- [Information]:
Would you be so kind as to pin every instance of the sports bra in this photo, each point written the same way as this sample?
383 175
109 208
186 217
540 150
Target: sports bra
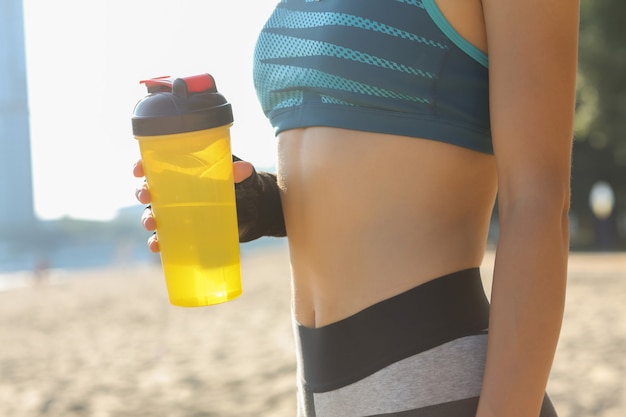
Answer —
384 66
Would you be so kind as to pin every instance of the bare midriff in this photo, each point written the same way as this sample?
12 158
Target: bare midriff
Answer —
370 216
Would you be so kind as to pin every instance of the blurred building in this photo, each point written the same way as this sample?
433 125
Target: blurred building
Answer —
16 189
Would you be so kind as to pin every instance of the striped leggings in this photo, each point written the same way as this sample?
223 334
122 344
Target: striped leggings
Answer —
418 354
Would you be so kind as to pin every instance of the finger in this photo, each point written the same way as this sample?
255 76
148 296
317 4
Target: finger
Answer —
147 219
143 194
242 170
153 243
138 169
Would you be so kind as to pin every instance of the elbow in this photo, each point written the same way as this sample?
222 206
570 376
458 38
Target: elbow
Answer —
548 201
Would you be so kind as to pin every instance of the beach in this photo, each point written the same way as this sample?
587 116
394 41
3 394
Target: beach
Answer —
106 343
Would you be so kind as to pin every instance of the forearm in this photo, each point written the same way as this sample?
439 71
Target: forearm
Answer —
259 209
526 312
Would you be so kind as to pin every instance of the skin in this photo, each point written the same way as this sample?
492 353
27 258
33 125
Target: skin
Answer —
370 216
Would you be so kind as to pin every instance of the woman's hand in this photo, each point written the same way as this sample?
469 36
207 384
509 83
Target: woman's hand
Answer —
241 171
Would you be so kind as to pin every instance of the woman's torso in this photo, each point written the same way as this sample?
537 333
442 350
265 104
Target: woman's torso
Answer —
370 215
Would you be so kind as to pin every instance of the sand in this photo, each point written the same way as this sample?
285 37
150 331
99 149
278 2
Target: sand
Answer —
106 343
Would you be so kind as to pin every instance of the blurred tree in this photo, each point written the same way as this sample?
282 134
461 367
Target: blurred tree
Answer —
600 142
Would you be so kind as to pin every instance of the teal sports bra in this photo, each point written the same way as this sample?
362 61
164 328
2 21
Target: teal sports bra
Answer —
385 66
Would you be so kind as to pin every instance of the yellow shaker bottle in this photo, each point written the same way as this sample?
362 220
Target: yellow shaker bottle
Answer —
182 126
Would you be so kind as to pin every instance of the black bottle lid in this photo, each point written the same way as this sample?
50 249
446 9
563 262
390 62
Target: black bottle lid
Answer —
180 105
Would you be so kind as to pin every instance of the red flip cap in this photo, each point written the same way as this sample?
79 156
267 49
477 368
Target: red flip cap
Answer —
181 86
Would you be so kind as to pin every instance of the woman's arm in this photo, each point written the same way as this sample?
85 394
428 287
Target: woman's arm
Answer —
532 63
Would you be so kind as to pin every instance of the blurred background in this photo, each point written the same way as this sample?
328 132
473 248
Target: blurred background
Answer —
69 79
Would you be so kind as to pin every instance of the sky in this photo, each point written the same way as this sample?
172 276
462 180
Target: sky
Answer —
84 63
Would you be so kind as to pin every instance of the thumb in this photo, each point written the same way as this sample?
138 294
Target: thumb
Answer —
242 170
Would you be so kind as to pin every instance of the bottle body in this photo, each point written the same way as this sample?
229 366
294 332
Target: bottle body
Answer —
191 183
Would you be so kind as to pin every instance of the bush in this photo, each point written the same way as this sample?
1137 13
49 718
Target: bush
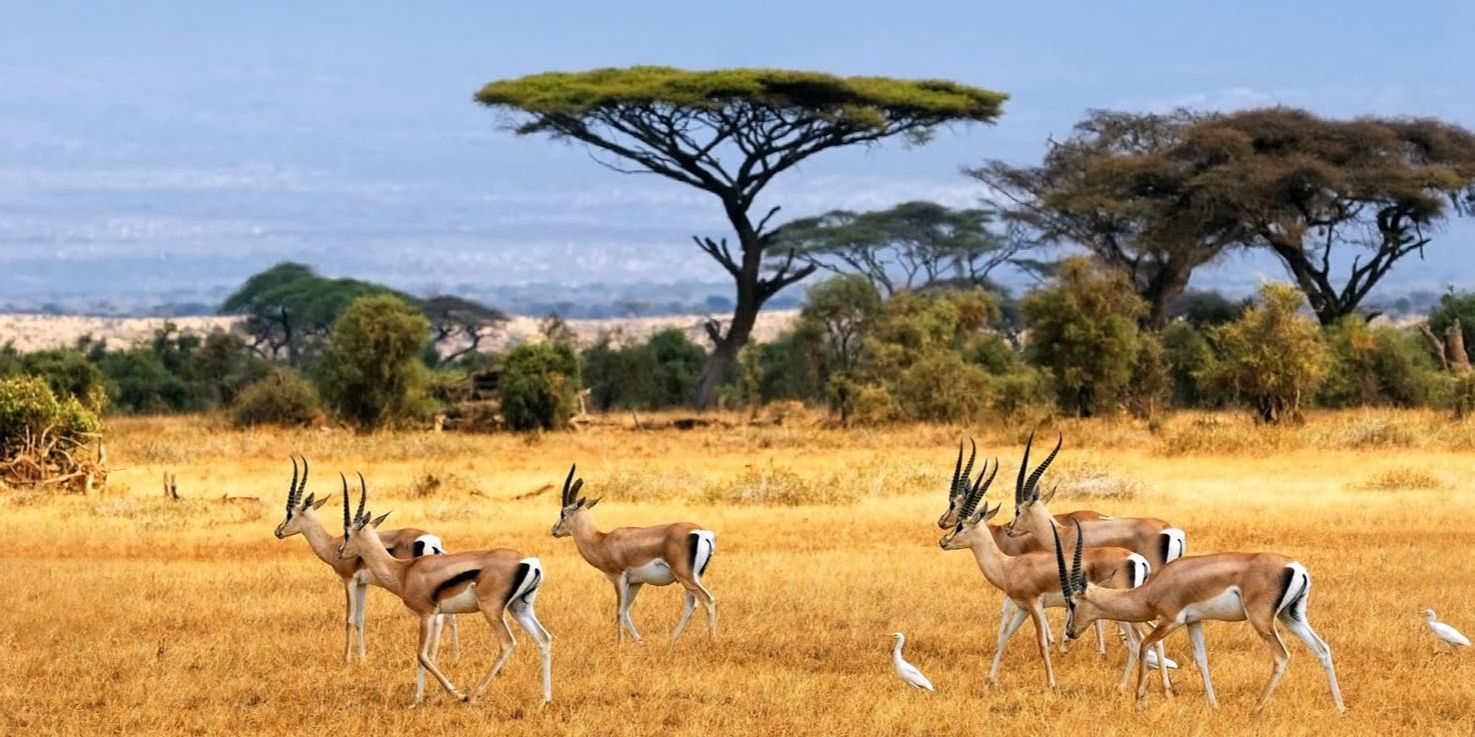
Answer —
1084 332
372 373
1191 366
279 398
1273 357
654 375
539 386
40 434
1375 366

- [Exercise details]: Each line of the listing above belongs in the answer exactly as written; the pictures do not.

- [Output below]:
Would you be so kind as to pin every instance of the sports bra in this photo, each point written the same way as this sample?
383 175
109 208
186 217
540 150
Target: sports bra
Answer —
384 66
Would you be so kind as to pin every instance of the bare midriff in this photo, each point written the same way as this sample?
12 158
Target: bare midriff
Answer —
370 216
Would you be so kind as to pin every instance of the blurred building in this photo, each point written the same way as this sample?
433 125
Target: blurred building
Answer —
16 189
Would you be so kind as to pin every instance of the striped leggings in this photo, each point written the same way as this sample?
223 334
122 344
Target: striped leggings
Answer —
418 354
Would you be so kind as to pin every instance of the finger in this photo, each point written the same way as this sample?
255 76
148 296
317 4
Target: finger
Answer —
147 219
143 194
242 170
153 243
138 169
Would you be so kind as to pin every instance of the elbow in this photo, each point written the same way as this sample?
222 206
570 376
458 38
Target: elbow
Answer —
548 201
Would you be so kind as to pin every instance of the beach in this photo, each point written the same way as this sample?
587 116
394 41
3 394
Target: beach
Answer —
106 343
Would you be so kind as to pin every instance of the forearm in this photo, each point written the same way as this sample?
439 71
Target: forearm
Answer —
259 209
526 312
Would you be so kind as to pin every instance of the skin in this photo, each point written the same way as this sample?
492 353
27 258
33 125
Target: skin
Answer —
370 216
Would you be so kind as to pin every instance of the woman's hand in this photo, each point written the same way as this sample?
469 36
207 384
509 83
Target: woman's hand
Answer —
241 171
Would you be so kind as to pin every instance of the woman's torso in this photo, each point written the same way as this sample?
537 333
442 350
265 104
Target: woman's torso
Answer —
370 215
Would you be so kind as to pin every instance of the sand in this photo, each point written the same way as this sample?
285 37
150 331
99 149
278 2
Target: sand
Answer —
106 343
Would you be so kind as to pin every instance of the blurred tree in this photo, each point written the same way as this sample?
282 134
461 367
Target: blurred tree
Answer —
600 142
Would you be so kind as to pin every instance of the teal sports bra in this photo, each point written the same way as this sample?
362 61
164 328
2 21
Target: teal sports bra
Answer —
385 66
Would you be so kind as to pin every instance of the yellow shaker bottle in this photo, each point written the same way as this sample?
362 220
Target: yellow shaker bottle
Answer —
182 126
Would you be so kind as to pin every instance of the black bottle lid in this photo, each point written the same way as this sample?
50 249
446 9
563 262
390 62
Target: black bottle lid
Answer —
180 105
Would you be so kind as to pin every instance of the red flip cap in this photo, each point written the same way as this sample?
79 156
267 49
477 368
Target: red flip cap
Answer —
181 86
Would you be so kind as to pin every instance of the woman's arm in this photo, each point written the same way as this sample?
85 394
428 287
Target: woman's arm
Answer —
532 63
Would you be so kind as to pin every instance of the blurred background in this photo, each point written the same way as this sample?
328 132
473 248
Target: blurred background
Answer —
69 79
Would you be so kind as to pin every instance of the sky in this photo, each point written the same way as this sample?
172 276
462 180
Target: sky
Answer —
84 63
Would you be so kind as to pin every instance of the thumb in this photo, each point written the same way as this sample?
138 294
Target: thumb
Answer —
242 170
Would you be so kind as to pin every instance of the bottle body in this photo, each point written the same way as this sample?
229 366
294 332
Target: bottle body
Answer —
191 183
Would you be so kind as to pin every instance of the bush in this photo, each point written the same way as this sample?
1137 13
49 718
Target: bush
Answer —
1084 332
372 373
1191 366
279 398
1273 357
654 375
539 386
40 434
1375 366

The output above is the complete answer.